+++ Dataset excerpts
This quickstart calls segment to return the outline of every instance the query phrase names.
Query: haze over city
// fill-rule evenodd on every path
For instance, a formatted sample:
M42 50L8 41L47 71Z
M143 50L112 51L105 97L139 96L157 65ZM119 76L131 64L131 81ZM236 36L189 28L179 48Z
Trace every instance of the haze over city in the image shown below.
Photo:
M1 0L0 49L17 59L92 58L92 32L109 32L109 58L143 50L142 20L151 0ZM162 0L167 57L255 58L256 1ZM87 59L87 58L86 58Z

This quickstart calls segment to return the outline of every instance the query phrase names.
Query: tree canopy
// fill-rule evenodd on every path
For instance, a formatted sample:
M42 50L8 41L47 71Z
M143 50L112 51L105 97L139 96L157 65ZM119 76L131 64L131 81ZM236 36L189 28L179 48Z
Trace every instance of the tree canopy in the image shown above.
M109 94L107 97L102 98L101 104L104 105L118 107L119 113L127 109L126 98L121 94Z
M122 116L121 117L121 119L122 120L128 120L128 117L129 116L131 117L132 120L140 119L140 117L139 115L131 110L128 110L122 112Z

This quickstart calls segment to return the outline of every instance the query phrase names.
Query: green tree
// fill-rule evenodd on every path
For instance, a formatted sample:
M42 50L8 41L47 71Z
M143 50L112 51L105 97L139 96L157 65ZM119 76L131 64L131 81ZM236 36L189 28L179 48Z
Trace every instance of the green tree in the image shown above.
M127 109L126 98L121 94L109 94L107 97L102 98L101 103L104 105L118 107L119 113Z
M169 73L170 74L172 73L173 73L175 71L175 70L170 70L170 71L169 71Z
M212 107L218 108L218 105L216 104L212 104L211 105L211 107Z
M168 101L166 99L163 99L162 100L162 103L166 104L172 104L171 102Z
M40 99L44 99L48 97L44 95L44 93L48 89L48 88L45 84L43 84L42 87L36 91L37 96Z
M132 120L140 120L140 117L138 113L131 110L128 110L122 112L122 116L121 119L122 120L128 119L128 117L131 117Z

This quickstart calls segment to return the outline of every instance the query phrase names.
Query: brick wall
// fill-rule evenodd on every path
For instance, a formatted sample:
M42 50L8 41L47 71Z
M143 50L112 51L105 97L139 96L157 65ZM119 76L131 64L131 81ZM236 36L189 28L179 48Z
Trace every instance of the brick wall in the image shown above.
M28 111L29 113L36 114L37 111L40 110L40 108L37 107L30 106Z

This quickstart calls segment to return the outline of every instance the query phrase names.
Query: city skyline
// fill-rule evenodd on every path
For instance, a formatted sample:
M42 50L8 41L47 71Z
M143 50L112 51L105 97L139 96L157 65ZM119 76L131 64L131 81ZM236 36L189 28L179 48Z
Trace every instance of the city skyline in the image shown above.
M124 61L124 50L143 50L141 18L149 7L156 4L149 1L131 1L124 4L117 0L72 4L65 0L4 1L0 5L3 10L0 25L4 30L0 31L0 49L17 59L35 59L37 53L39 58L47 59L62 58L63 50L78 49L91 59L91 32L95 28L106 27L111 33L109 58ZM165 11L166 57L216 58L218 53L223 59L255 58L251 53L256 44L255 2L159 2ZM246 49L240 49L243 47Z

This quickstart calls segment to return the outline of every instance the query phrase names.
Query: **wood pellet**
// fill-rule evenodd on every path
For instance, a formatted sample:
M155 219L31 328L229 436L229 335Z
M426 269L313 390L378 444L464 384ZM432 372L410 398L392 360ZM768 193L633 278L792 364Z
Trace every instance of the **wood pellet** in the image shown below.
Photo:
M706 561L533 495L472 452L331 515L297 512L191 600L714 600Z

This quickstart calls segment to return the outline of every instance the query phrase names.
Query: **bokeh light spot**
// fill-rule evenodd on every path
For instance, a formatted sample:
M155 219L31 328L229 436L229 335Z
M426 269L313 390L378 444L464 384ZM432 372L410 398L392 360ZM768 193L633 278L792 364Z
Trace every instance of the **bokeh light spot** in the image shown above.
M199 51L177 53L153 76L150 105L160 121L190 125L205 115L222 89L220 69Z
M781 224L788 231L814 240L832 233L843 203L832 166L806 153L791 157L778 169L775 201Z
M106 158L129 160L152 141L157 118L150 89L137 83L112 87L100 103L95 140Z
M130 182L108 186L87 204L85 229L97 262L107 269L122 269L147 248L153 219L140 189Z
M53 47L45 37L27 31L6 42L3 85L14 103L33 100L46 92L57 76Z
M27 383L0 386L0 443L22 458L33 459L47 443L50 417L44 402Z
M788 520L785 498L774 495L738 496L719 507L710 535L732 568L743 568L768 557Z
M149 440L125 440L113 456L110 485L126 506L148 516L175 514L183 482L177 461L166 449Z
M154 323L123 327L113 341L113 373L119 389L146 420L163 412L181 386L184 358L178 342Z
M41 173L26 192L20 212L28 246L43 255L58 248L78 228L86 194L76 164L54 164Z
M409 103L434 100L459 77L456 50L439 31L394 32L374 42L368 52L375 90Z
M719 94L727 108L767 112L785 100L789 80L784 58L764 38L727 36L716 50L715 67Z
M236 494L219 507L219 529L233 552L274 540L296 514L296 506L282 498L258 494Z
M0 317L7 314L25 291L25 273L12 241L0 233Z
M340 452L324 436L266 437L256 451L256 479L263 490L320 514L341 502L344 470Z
++++++
* **Exercise objective**: Give all the records again. Match them exactly.

* **Response below**:
This quickstart calls segment to return the outline of every instance the query phrase names.
Query: haze over city
// fill-rule evenodd on every path
For instance, a formatted sample:
M42 50L8 41L47 71Z
M143 50L112 51L105 97L139 96L157 65ZM119 76L131 64L131 81ZM236 36L189 28L179 48Z
Trace every instance of the haze over city in the image shown below.
Photo:
M1 0L0 49L17 59L92 58L92 32L109 32L109 58L143 50L142 20L151 0ZM162 0L167 57L255 58L256 1ZM87 59L87 58L86 58Z

This quickstart calls segment to return the outline of every instance the query phrase names.
Query: tree canopy
// fill-rule evenodd on every path
For instance, a formatted sample:
M42 50L8 41L47 71Z
M143 50L112 51L105 97L139 96L157 65ZM119 76L131 64L131 81ZM236 36L189 28L179 48Z
Trace every instance of the tree canopy in the image shown above.
M109 94L107 97L102 98L101 104L104 105L118 107L119 113L127 109L126 98L121 94Z
M122 116L121 117L121 119L122 120L128 120L128 117L129 116L131 117L132 120L140 119L140 117L139 115L131 110L128 110L122 112Z

This quickstart calls segment to return the outline of every instance the query phrase names.
Query: green tree
// fill-rule evenodd on every path
For instance, a formatted sample:
M42 50L8 41L47 71Z
M143 50L112 51L105 97L139 96L157 65ZM119 76L131 64L131 81ZM236 36L189 28L179 48Z
Trace every instance of the green tree in the image shown above.
M127 109L126 98L121 94L109 94L107 97L102 98L101 103L104 105L118 107L119 113Z
M169 73L170 74L172 73L173 73L175 71L175 70L170 70L170 71L169 71Z
M212 107L218 108L218 105L216 104L212 104L211 105L211 107Z
M168 101L166 99L163 99L162 100L162 103L166 104L172 104L171 102Z
M40 99L44 99L48 97L44 95L44 93L48 89L48 88L45 84L43 84L42 87L36 91L37 96Z
M132 120L140 120L140 117L138 113L131 110L128 110L122 112L122 116L121 119L122 120L128 119L128 117L131 117Z

This quickstart calls segment to return the outline of every instance the query phrase names.
Query: brick wall
// fill-rule evenodd on every path
For instance, a formatted sample:
M42 50L8 41L47 71Z
M143 50L112 51L105 97L139 96L157 65ZM119 76L131 64L131 81ZM236 36L189 28L179 48Z
Trace every instance of the brick wall in the image shown above.
M28 111L29 113L36 114L37 111L40 110L40 108L37 107L30 106Z

This quickstart calls segment to return the outline of every instance the query phrase names.
Query: city skyline
// fill-rule evenodd on every path
For instance, a formatted sample:
M42 50L8 41L47 71Z
M143 50L112 51L105 97L139 96L157 65ZM119 76L131 64L131 81ZM236 36L189 28L179 48Z
Trace every instance of the city skyline in the image shown above.
M124 61L124 50L143 50L141 18L149 7L156 4L149 1L131 1L124 4L117 0L72 4L65 0L4 1L0 5L3 10L0 25L4 30L0 31L0 49L17 59L35 59L37 53L39 58L47 59L62 58L63 50L78 49L91 59L91 32L95 28L106 27L111 33L109 58ZM165 11L166 57L216 58L218 53L223 59L255 58L251 53L256 44L255 2L159 2ZM246 49L240 49L243 47Z

This quickstart calls segment to return the outline of every instance the query phrase names.
Query: **wood pellet**
// fill-rule evenodd on every path
For instance, a formatted sample:
M155 219L31 328L229 436L229 335Z
M426 269L313 390L378 444L464 384ZM432 372L410 398L392 360ZM768 193L633 278L792 364Z
Trace every instance of the **wood pellet** in the image shown below.
Photo:
M706 561L533 495L472 452L331 515L297 512L191 600L714 600Z

This quickstart calls segment to return the outline of every instance the query phrase names.
Query: **bokeh light spot**
// fill-rule evenodd on every path
For instance, a formatted sample:
M155 219L31 328L229 436L229 335Z
M426 269L313 390L378 444L464 384ZM432 372L410 398L392 360ZM768 193L633 278L792 364Z
Trace every instance of the **bokeh light spot** in the image shown above.
M199 51L177 53L153 76L150 105L160 121L190 125L205 115L222 89L220 69Z
M781 224L788 231L814 240L832 233L843 203L832 166L806 153L791 157L778 169L775 201Z
M106 158L129 160L152 141L157 118L150 89L137 83L112 87L100 103L95 140Z
M130 182L108 186L87 204L85 229L97 262L107 269L122 269L147 248L153 219L140 189Z
M53 47L45 37L27 31L6 42L3 85L14 103L33 100L46 92L57 76Z
M27 383L0 386L0 443L22 458L33 459L47 443L50 417L44 402Z
M788 520L785 498L774 495L738 496L719 507L710 535L732 568L743 568L768 557Z
M149 440L125 440L113 456L110 485L126 506L148 516L175 514L183 482L177 461L166 449Z
M154 323L123 327L113 341L113 373L119 389L146 420L163 412L181 386L184 358L178 342Z
M41 173L26 192L20 212L28 246L43 255L58 248L78 228L86 194L76 164L54 164Z
M409 103L434 100L459 77L456 50L439 31L394 32L374 42L368 52L375 90Z
M719 94L727 108L767 112L785 100L789 80L784 58L764 38L727 36L716 50L715 67Z
M236 494L219 507L219 529L233 552L274 540L296 514L296 506L282 498L258 494Z
M0 317L7 314L25 291L25 273L12 241L0 233Z
M340 452L324 436L266 437L256 451L256 479L263 490L320 514L341 502L344 470Z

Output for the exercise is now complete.